[Point placement records]
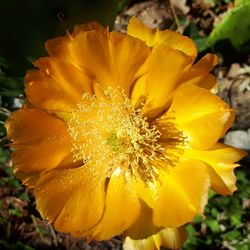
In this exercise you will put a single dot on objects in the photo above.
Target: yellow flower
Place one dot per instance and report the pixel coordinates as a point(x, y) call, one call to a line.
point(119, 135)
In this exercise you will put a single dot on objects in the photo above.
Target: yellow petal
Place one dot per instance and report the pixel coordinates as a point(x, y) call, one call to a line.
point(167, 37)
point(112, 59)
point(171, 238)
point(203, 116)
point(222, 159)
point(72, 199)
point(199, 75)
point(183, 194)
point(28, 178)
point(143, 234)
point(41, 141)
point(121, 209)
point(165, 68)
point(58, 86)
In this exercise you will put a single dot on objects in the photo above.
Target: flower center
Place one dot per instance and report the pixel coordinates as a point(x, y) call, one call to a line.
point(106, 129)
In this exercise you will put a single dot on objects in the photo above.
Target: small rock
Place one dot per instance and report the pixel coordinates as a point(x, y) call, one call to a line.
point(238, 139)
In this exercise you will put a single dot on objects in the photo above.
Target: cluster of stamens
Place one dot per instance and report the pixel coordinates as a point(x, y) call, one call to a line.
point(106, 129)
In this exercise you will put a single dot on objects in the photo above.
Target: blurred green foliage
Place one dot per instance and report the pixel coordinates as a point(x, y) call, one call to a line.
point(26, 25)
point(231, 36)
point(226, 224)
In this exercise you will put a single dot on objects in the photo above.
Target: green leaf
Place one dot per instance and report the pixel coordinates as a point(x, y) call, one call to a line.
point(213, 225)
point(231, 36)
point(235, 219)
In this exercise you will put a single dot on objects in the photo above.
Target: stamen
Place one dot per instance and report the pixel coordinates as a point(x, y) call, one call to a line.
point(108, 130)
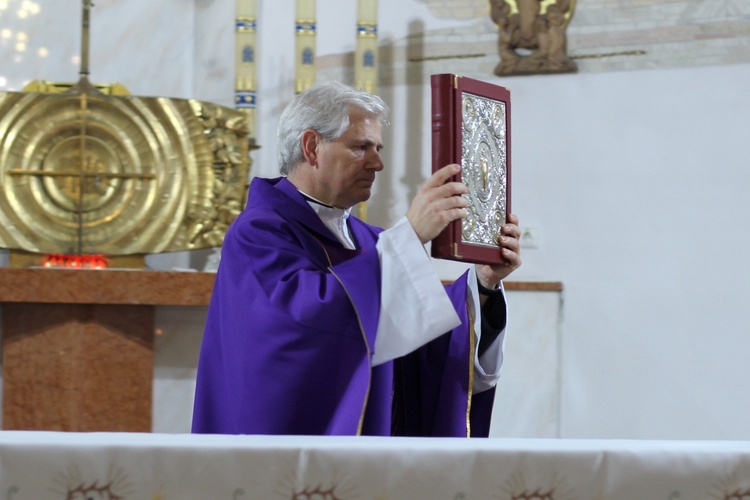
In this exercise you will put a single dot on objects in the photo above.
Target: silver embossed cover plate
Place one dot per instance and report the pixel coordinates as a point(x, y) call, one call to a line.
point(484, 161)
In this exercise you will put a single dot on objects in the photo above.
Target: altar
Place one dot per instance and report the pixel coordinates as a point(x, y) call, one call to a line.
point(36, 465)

---

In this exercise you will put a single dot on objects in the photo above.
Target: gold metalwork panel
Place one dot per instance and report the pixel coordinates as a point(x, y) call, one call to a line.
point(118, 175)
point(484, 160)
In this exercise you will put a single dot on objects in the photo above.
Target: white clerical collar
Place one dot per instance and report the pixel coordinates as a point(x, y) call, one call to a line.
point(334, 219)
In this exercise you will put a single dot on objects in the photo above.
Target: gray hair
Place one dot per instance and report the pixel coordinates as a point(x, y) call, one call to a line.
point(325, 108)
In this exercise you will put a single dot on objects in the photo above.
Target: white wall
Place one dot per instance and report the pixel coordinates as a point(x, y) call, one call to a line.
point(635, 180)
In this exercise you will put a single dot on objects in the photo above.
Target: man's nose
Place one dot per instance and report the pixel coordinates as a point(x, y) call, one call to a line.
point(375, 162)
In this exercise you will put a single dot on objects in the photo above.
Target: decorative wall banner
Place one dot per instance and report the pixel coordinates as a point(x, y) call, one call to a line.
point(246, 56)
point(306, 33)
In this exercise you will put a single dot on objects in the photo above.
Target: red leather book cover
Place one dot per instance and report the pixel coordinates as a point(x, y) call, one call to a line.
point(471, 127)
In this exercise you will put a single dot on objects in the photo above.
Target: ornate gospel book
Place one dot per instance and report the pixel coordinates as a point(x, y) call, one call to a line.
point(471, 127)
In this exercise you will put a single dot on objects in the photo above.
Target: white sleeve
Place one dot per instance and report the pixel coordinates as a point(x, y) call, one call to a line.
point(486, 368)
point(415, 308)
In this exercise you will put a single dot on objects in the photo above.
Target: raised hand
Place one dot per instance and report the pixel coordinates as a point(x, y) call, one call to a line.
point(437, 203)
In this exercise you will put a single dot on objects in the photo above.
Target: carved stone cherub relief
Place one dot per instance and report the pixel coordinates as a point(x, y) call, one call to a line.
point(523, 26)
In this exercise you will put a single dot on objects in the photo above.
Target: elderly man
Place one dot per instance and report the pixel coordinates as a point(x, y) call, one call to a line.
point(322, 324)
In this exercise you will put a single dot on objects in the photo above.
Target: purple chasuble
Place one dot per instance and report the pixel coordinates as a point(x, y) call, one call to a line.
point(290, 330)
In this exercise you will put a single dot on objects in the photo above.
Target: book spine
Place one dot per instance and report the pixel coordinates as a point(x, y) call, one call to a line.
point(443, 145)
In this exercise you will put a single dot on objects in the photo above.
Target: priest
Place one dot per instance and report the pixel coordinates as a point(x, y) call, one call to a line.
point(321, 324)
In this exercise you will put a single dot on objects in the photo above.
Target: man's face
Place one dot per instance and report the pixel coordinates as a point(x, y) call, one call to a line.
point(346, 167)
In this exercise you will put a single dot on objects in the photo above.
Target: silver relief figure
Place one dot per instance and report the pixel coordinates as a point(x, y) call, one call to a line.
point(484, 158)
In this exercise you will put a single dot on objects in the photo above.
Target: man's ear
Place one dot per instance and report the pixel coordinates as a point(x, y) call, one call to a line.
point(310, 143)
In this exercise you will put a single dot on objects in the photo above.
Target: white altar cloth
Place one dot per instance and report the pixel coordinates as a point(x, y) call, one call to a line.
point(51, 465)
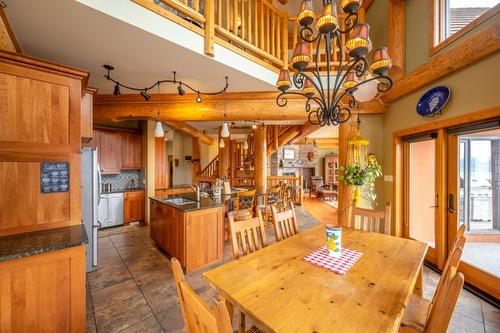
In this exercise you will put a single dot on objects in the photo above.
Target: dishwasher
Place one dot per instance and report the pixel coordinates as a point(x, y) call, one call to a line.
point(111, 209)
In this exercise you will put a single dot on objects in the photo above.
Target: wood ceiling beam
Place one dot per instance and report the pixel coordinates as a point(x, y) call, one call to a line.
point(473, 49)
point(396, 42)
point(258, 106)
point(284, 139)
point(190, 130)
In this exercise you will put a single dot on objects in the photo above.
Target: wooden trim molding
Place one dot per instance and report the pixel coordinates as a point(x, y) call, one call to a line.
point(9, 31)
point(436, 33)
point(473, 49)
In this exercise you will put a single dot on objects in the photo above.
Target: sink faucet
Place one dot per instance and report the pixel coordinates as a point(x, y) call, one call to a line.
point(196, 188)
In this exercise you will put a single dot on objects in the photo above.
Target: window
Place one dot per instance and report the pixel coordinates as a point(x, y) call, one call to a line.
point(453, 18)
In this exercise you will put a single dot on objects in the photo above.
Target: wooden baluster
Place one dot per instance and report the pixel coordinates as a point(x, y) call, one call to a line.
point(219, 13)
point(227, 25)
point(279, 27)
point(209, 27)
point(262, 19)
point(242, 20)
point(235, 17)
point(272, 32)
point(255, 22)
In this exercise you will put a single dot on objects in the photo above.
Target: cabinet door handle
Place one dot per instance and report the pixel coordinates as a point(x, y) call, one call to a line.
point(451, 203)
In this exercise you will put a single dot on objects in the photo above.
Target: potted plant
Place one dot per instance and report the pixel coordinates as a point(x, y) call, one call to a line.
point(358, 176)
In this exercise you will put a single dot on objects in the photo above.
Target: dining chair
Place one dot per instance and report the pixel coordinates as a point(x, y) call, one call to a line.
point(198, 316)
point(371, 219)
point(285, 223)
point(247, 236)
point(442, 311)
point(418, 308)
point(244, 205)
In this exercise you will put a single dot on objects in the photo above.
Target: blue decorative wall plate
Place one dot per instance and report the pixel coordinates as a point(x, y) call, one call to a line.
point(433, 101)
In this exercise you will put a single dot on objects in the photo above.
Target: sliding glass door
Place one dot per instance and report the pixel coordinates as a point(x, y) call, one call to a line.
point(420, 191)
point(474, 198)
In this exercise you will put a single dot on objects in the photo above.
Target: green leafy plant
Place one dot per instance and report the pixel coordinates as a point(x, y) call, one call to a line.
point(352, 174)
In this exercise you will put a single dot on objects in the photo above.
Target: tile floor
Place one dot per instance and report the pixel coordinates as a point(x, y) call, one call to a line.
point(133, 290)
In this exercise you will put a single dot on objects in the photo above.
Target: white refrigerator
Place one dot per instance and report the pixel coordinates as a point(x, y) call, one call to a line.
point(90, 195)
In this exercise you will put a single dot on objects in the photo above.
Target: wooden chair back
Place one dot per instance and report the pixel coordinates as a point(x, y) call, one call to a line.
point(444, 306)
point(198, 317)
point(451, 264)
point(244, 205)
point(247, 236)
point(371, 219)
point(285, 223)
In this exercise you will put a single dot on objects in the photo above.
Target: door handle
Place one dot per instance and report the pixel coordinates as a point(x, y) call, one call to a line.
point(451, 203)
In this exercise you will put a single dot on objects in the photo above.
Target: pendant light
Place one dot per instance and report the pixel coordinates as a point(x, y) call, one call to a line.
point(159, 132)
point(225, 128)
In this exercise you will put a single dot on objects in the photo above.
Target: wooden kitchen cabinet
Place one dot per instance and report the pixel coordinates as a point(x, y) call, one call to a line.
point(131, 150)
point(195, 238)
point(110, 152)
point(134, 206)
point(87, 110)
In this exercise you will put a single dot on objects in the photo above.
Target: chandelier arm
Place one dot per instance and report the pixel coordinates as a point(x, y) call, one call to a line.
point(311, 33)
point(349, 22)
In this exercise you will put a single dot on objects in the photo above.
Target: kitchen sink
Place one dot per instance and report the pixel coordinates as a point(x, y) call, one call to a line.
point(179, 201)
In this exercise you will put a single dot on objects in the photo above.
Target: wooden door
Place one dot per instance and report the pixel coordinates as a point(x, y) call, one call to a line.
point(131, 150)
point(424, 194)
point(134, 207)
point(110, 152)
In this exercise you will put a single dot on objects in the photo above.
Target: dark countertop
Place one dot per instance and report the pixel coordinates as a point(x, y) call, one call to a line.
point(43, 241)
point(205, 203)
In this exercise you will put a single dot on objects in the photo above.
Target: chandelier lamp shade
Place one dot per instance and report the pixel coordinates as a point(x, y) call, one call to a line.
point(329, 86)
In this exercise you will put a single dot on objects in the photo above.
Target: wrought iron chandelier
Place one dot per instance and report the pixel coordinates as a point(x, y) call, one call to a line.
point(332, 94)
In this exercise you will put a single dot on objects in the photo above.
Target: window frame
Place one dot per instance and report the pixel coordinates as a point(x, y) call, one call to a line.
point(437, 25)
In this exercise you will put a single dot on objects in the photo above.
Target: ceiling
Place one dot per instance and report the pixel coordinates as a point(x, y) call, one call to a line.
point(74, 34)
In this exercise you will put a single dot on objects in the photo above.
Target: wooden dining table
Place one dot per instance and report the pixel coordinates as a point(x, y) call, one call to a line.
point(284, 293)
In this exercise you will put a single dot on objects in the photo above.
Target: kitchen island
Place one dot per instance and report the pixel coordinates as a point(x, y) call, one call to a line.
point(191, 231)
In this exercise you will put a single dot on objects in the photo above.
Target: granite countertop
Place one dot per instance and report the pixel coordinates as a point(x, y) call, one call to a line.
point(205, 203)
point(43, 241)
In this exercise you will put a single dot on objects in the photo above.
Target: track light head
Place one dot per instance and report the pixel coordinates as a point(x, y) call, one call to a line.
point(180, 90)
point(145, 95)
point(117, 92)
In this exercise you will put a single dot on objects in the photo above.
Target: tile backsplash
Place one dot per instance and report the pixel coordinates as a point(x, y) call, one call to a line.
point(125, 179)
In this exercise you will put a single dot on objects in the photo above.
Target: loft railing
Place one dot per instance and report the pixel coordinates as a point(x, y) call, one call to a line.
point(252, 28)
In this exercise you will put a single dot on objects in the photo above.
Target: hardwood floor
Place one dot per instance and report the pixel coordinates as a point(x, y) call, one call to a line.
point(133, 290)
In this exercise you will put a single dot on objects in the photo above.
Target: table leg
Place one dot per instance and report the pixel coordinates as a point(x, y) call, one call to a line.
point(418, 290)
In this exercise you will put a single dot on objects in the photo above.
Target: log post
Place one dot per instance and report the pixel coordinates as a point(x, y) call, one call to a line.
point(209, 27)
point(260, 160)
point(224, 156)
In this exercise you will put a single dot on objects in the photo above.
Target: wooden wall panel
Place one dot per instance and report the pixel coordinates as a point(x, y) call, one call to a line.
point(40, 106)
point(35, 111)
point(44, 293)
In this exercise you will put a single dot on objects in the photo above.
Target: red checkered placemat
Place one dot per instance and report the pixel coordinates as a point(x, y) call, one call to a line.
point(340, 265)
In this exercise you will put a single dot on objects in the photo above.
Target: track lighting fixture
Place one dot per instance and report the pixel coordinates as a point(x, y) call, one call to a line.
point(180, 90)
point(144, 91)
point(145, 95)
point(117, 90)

==

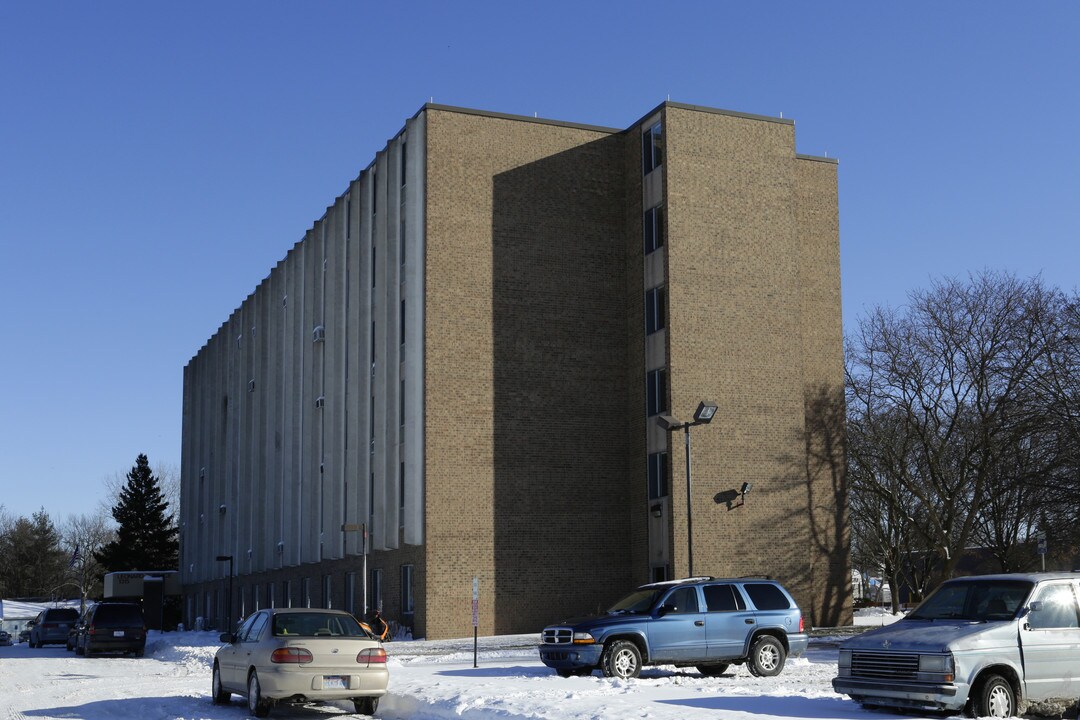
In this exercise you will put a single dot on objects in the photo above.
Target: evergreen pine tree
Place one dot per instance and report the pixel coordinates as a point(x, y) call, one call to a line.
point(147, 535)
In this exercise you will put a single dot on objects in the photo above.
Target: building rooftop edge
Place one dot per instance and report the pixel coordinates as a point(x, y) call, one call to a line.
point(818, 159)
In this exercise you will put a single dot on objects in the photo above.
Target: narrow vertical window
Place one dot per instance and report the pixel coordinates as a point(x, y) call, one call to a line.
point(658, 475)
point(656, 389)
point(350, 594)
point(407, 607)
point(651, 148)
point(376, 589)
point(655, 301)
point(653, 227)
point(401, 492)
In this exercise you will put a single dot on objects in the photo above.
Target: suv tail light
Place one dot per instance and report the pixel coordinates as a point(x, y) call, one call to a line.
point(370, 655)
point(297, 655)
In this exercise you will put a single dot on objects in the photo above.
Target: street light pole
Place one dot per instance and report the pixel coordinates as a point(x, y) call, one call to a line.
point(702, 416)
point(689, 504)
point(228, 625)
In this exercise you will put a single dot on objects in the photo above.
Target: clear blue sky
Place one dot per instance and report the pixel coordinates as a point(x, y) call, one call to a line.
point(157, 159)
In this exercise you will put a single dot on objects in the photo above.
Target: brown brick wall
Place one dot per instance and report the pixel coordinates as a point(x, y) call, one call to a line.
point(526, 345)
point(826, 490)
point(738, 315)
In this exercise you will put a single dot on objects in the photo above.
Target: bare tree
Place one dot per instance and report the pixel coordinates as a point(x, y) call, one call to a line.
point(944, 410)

= WHAT IS REQUIRED =
Report each line of the listing above that contains the word "book".

= FULL SOLUTION =
Target: red leather book cover
Target: ornate gospel book
Target: book spine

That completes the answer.